#### [WORK INSTRUCTION]
Without the images, print every line of the material below exactly as given.

#### [AVAILABLE DATA]

*** Block opens ***

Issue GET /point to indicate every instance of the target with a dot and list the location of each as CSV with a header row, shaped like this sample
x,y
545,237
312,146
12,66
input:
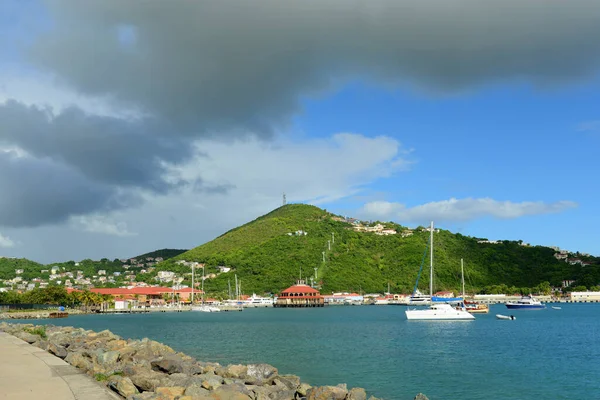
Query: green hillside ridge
x,y
267,259
32,269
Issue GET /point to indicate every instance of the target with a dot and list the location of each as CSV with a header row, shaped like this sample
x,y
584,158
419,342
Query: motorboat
x,y
439,311
507,317
255,301
477,308
206,308
526,302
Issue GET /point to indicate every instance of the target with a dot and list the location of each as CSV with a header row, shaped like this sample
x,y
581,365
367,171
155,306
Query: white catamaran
x,y
437,311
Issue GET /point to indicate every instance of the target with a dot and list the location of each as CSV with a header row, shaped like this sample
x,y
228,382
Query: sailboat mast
x,y
431,262
192,284
202,285
462,274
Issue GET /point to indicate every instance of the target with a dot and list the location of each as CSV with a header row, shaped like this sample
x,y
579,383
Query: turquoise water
x,y
544,354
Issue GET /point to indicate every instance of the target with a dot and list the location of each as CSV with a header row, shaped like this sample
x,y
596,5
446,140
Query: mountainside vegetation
x,y
272,252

*** Block closes ***

#### [YOUR RESPONSE]
Issue GET /point to indicate every instance of the target with a dot and list the location of each as CSV with a header row, shaped like this sample
x,y
545,237
312,146
12,66
input:
Query: green hillside ridge
x,y
267,259
32,269
Issue GET /point to indicate every instance of the target with a dot and list the location of each as CSV with a header row, shaped like this sample
x,y
584,158
419,342
Query: motorboat
x,y
439,311
507,317
255,301
477,308
206,308
526,302
Issue GET /point to indicate every instance of the target with a dot and list the location of each as CSV with a header row, shaped like this sample
x,y
581,365
367,171
155,306
Query: white catamaran
x,y
437,311
Issue GET /point to indicate every instance of the target with a dot and list the location of each as CSV with a header row, shaped like this sample
x,y
228,382
Query: sailboat mast
x,y
431,262
192,284
202,285
462,274
Issue GET /point to indicate every instance of the target with a dot and list the location of each as CSV with a header row, shaped like this sample
x,y
579,383
Query: turquoise water
x,y
544,354
Issue GET /point to indicate every instance of the target with a dot and list the location of each as CSV with a header row, shaped like this sample
x,y
596,5
446,140
Query: mountainside vegetation
x,y
272,252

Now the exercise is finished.